● INSTRUCTION
Output each line of the listing below as a numbered list. Omit blank lines and the pictures.

● DATA PROVIDED
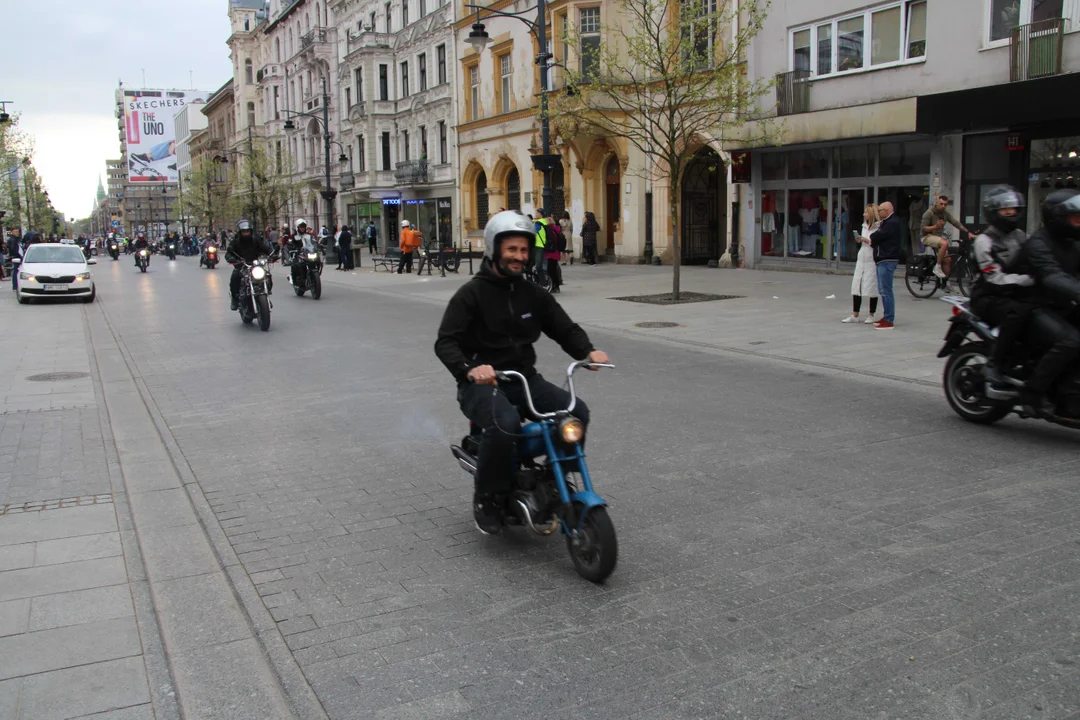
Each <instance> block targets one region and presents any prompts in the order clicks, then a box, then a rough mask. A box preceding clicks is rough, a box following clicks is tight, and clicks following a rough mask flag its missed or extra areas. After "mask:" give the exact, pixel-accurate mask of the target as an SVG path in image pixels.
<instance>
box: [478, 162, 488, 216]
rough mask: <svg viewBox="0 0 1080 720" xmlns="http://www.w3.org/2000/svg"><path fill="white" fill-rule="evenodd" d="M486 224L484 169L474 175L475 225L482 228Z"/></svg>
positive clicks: (485, 203) (484, 180)
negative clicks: (474, 183)
mask: <svg viewBox="0 0 1080 720" xmlns="http://www.w3.org/2000/svg"><path fill="white" fill-rule="evenodd" d="M486 226H487V175H485V174H484V171H481V172H480V175H477V176H476V227H477V228H480V229H481V230H483V229H484V228H485V227H486Z"/></svg>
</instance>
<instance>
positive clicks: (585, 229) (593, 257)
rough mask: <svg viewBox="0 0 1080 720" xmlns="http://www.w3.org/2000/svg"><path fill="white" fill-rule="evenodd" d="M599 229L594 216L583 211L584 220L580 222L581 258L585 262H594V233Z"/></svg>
mask: <svg viewBox="0 0 1080 720" xmlns="http://www.w3.org/2000/svg"><path fill="white" fill-rule="evenodd" d="M599 231H600V226H599V222H597V221H596V216H595V215H594V214H593V213H585V221H584V222H582V223H581V259H582V261H583V262H585V264H591V266H593V264H596V233H598V232H599Z"/></svg>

● REPLY TO THE TASK
1. Each <instance> block targets one region and presents any prompts in the order clicks, then a box, then a rough mask. A box preceding clicks is rough, a box following clicks is tight, and clicks following a rough mask flag its missed or extra areas. After "mask:" give the exact, pixel-accurate mask of the target as an SVG path in image pixels.
2. <instance>
3. box: [478, 162, 488, 216]
4. rough mask: <svg viewBox="0 0 1080 720" xmlns="http://www.w3.org/2000/svg"><path fill="white" fill-rule="evenodd" d="M486 224L484 169L474 175L475 225L482 228Z"/></svg>
5. positive clicks: (485, 203) (484, 180)
6. negative clicks: (474, 183)
7. mask: <svg viewBox="0 0 1080 720" xmlns="http://www.w3.org/2000/svg"><path fill="white" fill-rule="evenodd" d="M486 226H487V175H485V174H484V171H481V172H480V175H477V176H476V227H477V228H480V229H481V230H483V229H484V228H485V227H486Z"/></svg>
8. </instance>
9. <instance>
10. positive clicks: (585, 229) (593, 257)
11. rough mask: <svg viewBox="0 0 1080 720" xmlns="http://www.w3.org/2000/svg"><path fill="white" fill-rule="evenodd" d="M599 229L594 216L583 211L584 220L580 222L581 258L585 262H594V233Z"/></svg>
12. mask: <svg viewBox="0 0 1080 720" xmlns="http://www.w3.org/2000/svg"><path fill="white" fill-rule="evenodd" d="M599 231H600V226H599V222H597V221H596V216H595V215H594V214H593V213H585V221H584V222H582V223H581V259H582V261H583V262H585V264H591V266H593V264H596V233H598V232H599Z"/></svg>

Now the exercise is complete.